PROBLEM STATEMENT:
Retype the entries below exactly, but begin at the line containing "logo on vest." and end at the last line.

##### EXERCISE MATERIALS

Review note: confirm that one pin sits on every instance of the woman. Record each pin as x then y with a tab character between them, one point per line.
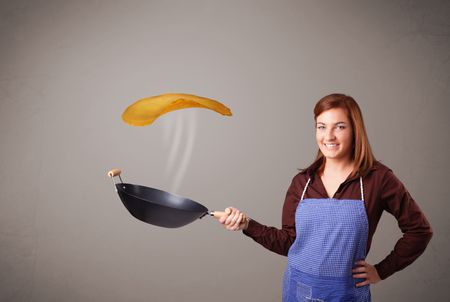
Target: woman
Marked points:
331	211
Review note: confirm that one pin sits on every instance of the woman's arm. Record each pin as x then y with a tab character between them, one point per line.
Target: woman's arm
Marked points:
416	229
274	239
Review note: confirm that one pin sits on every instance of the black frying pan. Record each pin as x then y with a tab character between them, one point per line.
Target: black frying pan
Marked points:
159	207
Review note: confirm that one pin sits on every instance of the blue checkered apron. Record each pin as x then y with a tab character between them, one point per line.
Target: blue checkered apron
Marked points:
331	237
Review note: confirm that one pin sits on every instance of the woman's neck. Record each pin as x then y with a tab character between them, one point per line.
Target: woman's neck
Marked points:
338	167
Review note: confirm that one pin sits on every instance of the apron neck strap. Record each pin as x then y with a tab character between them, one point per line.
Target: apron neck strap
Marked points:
360	184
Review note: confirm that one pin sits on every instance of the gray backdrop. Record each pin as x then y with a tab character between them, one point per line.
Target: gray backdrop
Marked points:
69	69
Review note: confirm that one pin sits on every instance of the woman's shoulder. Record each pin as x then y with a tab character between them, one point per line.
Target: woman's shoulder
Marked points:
380	167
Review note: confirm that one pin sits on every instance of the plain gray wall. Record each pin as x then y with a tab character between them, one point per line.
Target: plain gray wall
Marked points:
69	69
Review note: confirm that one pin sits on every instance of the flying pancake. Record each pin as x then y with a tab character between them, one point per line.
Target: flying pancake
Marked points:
145	111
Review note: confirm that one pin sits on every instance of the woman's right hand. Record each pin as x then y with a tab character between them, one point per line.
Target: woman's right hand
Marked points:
234	220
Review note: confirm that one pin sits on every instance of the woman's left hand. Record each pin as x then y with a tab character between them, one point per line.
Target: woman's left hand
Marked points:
366	271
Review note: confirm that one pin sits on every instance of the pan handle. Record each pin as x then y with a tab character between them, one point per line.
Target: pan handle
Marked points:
219	214
114	172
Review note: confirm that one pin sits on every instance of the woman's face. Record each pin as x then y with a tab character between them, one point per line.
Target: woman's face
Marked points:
334	134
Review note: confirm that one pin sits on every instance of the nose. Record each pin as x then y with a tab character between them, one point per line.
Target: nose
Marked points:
329	135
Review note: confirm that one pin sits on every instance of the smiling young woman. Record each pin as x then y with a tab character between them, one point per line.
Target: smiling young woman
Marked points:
335	204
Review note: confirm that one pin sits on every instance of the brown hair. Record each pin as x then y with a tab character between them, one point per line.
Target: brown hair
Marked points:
362	155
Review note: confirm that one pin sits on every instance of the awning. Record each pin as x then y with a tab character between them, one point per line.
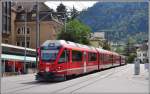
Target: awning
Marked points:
17	57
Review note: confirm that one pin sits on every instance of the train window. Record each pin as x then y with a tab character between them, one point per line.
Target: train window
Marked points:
91	56
49	55
64	57
76	56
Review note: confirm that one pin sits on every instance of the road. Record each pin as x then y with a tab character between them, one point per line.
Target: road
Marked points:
115	80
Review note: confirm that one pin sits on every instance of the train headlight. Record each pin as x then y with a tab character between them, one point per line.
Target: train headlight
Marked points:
47	69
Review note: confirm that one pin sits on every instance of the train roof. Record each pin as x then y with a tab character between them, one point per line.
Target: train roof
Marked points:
68	44
17	47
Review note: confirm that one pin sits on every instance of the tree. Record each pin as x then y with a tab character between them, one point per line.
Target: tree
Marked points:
61	11
130	50
76	31
74	13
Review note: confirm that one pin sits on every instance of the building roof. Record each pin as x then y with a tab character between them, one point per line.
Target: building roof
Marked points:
98	35
29	9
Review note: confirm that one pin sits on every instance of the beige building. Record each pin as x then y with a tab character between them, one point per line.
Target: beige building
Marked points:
97	39
49	26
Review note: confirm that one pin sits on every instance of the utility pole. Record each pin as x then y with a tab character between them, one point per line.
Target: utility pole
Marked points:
37	32
0	40
25	40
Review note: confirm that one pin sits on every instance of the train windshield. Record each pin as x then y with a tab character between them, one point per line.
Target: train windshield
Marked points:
49	55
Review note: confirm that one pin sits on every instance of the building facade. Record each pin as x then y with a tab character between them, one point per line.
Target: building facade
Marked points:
142	52
97	39
20	24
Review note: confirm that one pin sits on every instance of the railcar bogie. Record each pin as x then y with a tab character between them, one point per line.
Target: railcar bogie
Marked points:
60	59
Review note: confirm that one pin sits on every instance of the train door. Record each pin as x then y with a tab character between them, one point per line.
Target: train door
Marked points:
84	61
63	62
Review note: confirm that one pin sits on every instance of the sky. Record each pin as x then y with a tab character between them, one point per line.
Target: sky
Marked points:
79	5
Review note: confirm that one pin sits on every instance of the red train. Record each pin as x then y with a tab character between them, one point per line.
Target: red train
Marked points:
60	59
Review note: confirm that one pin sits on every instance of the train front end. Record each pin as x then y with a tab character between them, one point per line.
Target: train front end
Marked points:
48	56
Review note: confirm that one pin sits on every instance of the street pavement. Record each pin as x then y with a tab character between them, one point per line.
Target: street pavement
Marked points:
118	80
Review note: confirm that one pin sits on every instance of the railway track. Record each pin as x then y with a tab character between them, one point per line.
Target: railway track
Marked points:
83	83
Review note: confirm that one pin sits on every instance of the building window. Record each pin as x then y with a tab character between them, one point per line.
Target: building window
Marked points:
6	41
18	31
91	56
21	30
18	43
28	31
28	44
76	56
6	16
23	44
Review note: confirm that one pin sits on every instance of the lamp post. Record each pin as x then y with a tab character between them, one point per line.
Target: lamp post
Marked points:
37	32
25	40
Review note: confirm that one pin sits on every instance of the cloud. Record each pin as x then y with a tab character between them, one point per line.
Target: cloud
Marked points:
79	5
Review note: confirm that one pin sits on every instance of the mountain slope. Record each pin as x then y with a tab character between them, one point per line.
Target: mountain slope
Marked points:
118	20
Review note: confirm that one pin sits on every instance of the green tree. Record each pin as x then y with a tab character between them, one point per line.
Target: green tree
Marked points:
106	45
130	51
74	13
76	31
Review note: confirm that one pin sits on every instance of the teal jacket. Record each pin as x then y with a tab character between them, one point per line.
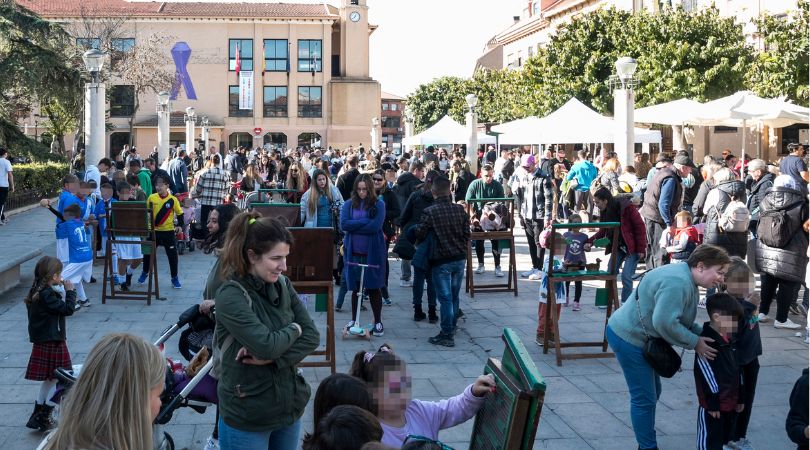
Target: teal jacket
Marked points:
273	396
668	300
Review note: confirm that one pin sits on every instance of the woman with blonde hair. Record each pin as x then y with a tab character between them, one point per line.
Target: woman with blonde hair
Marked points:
115	400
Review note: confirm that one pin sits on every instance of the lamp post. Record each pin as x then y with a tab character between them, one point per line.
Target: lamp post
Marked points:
375	139
164	110
472	136
624	101
408	128
94	106
190	118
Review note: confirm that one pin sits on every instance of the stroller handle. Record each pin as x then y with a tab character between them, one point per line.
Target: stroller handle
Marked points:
373	266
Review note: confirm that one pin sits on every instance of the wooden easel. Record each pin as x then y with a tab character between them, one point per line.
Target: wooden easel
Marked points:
608	276
309	267
503	235
131	219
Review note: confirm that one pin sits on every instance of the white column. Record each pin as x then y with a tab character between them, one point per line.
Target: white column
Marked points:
94	118
163	134
189	135
624	141
472	141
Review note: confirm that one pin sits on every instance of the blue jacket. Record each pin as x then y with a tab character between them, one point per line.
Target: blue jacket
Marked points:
78	240
585	172
377	249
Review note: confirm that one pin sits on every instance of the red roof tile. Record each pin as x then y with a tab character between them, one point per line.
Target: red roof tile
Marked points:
103	8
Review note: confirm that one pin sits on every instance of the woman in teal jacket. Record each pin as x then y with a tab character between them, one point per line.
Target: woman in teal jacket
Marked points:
263	330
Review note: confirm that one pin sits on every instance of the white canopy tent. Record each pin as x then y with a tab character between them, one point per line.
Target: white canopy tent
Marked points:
572	123
446	132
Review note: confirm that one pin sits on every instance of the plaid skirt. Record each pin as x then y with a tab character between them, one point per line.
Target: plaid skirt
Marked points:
46	357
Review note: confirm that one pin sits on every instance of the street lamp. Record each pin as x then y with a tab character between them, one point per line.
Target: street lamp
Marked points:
95	98
164	110
190	119
472	130
624	101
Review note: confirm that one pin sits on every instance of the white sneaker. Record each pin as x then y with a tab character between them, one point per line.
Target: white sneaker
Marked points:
788	324
211	444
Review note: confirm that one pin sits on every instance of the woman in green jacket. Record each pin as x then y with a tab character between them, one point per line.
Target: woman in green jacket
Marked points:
263	330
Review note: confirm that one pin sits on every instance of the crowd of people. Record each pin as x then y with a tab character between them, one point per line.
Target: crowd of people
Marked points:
691	227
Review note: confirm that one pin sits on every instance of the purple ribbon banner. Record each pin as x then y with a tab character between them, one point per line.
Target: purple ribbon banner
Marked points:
181	53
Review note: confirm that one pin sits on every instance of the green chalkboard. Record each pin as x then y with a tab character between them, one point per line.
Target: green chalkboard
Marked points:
508	420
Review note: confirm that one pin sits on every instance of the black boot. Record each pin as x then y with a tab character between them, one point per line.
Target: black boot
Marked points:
418	314
33	421
432	317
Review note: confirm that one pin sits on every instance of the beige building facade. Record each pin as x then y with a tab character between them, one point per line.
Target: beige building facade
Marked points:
310	66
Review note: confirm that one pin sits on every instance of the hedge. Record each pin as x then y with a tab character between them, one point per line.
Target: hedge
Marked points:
41	178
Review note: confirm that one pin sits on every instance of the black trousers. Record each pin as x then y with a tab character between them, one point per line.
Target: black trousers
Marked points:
533	228
750	372
656	256
166	240
713	433
788	293
496	253
3	198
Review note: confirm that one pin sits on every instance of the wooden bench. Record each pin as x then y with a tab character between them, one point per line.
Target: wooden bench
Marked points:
10	267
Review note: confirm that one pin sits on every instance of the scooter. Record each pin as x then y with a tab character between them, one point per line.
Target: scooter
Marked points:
359	330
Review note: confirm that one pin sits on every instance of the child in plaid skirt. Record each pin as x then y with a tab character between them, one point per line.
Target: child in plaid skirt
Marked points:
48	302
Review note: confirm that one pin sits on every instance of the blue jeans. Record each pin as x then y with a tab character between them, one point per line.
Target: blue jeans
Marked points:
419	277
627	272
282	439
644	386
447	281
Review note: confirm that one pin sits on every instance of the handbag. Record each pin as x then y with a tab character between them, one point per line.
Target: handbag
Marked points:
658	353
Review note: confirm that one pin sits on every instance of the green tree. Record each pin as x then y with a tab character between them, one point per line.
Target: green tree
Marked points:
782	68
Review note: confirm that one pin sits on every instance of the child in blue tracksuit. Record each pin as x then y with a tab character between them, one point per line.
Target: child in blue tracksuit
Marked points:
80	255
740	283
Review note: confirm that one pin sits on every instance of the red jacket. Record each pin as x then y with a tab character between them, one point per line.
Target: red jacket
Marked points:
632	228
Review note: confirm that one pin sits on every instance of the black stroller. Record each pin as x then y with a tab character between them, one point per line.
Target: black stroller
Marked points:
198	334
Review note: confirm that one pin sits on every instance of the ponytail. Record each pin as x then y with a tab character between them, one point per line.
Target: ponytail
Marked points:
250	231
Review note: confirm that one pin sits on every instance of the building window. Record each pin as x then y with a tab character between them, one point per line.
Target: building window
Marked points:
310	58
309	101
276	54
391	122
122	101
233	104
275	101
245	53
89	43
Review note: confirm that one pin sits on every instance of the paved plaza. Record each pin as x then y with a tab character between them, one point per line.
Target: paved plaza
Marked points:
586	403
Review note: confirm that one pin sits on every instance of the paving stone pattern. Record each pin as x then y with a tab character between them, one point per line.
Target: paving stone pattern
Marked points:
586	405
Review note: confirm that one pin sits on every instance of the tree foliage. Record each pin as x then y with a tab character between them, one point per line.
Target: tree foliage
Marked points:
782	67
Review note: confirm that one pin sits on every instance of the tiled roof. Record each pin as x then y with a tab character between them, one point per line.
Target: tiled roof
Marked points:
105	8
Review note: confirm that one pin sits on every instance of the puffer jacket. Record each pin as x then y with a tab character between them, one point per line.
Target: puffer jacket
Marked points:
735	243
789	263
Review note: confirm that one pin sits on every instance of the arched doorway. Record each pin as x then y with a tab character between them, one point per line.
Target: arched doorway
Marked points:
309	140
240	140
276	140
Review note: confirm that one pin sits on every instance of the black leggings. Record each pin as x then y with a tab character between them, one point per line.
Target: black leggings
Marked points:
375	299
166	240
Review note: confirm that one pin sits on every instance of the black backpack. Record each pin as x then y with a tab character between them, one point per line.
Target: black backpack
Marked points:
776	227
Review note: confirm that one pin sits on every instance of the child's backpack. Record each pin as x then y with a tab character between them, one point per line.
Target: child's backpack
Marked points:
776	227
735	218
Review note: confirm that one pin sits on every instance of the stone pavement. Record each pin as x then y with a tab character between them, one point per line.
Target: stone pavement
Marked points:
586	404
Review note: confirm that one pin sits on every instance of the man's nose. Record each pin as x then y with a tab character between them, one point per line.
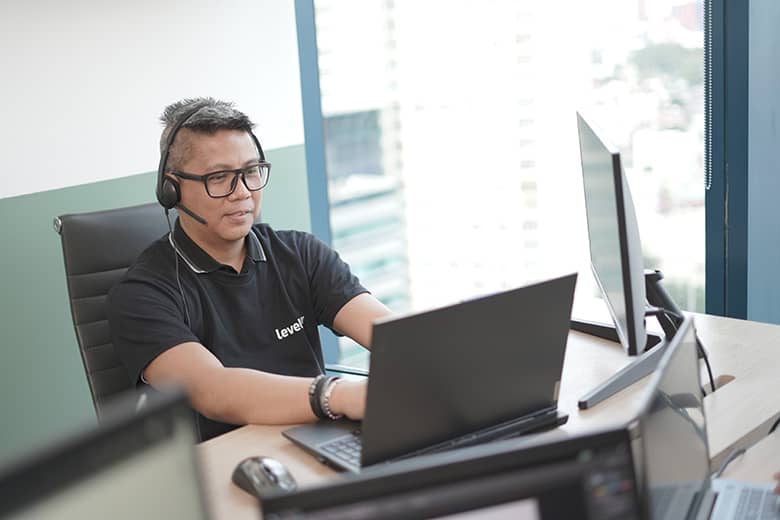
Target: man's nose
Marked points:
241	191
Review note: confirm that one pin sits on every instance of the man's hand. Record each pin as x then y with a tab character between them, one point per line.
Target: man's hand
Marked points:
349	398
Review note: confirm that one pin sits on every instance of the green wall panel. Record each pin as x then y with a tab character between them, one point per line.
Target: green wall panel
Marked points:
43	389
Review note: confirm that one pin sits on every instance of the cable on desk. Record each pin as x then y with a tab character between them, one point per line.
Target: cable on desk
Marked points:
774	427
706	361
733	455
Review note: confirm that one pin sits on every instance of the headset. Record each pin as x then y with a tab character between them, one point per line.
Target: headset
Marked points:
169	196
168	190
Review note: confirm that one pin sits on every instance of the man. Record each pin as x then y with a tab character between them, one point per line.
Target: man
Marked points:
229	309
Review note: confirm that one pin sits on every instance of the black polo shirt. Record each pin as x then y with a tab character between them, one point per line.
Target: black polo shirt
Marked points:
264	317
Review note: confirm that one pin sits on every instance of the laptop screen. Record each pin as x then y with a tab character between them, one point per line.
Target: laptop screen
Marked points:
673	431
587	477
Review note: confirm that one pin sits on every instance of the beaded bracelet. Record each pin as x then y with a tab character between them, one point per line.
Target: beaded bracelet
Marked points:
315	389
325	402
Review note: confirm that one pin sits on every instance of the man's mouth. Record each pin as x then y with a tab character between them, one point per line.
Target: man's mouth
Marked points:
238	213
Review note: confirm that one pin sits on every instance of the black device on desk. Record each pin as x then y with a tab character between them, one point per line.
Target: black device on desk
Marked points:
473	372
261	476
134	465
675	458
589	477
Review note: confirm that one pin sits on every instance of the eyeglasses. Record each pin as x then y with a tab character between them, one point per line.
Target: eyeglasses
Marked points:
223	183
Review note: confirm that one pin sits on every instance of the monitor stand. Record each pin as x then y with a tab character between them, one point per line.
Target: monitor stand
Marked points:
668	315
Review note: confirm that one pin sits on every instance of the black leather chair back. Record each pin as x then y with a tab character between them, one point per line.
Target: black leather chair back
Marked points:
97	248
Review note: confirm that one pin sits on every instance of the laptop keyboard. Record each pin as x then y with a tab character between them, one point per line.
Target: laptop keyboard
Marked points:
662	498
346	448
756	504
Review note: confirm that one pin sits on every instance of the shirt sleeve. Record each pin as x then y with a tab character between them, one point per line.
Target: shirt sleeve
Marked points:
331	281
146	318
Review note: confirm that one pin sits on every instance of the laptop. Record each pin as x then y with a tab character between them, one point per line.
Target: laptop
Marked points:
134	465
675	460
587	477
476	371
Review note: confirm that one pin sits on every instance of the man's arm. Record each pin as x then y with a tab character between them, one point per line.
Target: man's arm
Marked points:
355	319
243	395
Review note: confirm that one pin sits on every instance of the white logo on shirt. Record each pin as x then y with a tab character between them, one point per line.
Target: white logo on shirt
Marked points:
294	327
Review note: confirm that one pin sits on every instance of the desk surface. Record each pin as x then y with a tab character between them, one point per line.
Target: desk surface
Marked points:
738	414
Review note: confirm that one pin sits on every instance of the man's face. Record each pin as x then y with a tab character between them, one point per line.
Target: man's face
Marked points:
230	218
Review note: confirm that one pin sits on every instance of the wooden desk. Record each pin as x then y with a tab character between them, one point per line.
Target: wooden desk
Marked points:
738	414
759	463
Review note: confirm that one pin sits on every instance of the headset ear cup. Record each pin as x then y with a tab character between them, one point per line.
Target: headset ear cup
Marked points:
170	194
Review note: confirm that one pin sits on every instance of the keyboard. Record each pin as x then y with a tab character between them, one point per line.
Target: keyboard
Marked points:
347	448
756	504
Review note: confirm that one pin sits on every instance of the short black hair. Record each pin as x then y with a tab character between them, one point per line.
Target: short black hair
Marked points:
211	115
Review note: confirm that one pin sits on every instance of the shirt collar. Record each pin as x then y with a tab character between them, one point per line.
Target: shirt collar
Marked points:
200	261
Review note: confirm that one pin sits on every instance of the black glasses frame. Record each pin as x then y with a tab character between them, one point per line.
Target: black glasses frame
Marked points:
234	183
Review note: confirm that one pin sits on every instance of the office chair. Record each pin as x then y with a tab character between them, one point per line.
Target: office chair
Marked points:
97	249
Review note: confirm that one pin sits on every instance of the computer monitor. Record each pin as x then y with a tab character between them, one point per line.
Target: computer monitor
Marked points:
589	477
613	236
629	291
135	465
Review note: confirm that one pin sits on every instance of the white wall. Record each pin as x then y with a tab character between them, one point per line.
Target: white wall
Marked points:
83	82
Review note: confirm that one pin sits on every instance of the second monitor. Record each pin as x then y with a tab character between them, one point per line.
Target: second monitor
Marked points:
630	292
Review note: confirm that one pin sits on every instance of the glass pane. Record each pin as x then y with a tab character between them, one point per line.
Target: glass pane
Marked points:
451	146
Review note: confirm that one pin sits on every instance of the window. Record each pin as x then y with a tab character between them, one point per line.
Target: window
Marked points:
451	146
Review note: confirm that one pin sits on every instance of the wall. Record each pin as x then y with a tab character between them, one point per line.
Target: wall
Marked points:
84	82
763	277
43	389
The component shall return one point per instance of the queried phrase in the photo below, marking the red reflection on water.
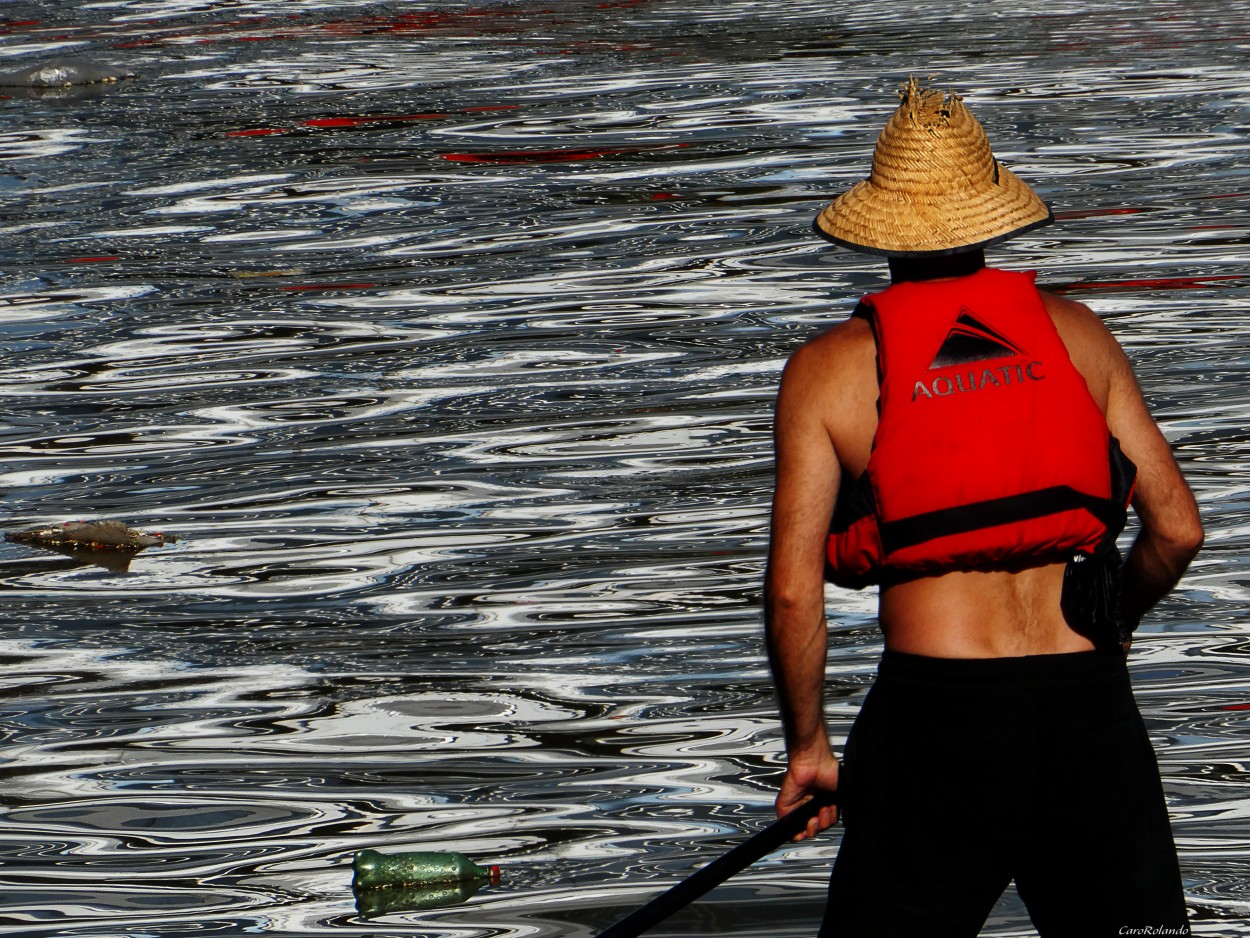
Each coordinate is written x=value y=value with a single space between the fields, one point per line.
x=1164 y=283
x=378 y=119
x=1094 y=213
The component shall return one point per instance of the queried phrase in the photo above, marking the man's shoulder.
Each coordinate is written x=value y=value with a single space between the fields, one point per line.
x=839 y=347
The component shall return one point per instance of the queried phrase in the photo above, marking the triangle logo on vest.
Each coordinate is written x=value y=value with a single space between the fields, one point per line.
x=971 y=340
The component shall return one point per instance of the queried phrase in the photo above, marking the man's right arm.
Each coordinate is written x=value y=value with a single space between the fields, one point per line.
x=804 y=493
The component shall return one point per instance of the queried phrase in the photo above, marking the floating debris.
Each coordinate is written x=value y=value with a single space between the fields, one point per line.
x=63 y=73
x=421 y=879
x=110 y=544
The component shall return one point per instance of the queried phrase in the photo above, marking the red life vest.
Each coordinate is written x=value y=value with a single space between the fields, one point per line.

##########

PROBLEM SOLUTION:
The component shall return one point per instance of the queried phrase in the photo above, marking the triangle logo on vest.
Each coordinate is written x=value y=value with a single space between the fields, one point per line.
x=971 y=340
The component shall return one point per instance of the queried phrase in the photo above, marking the man's right arm.
Each coordinate is written x=value y=value with a single space between the fields, one point per line.
x=804 y=493
The component shall return one point per instance of the queried phrase in the photo above, marking the floating debris.
Each coordinate is written x=value y=value with a single space between the fields, one point per line.
x=63 y=73
x=421 y=879
x=110 y=544
The component shall return one point per instance of the queried phrase in the photo above, marking the red life vest.
Each coordinate is written x=value y=value with a single space between the fields, one point per line.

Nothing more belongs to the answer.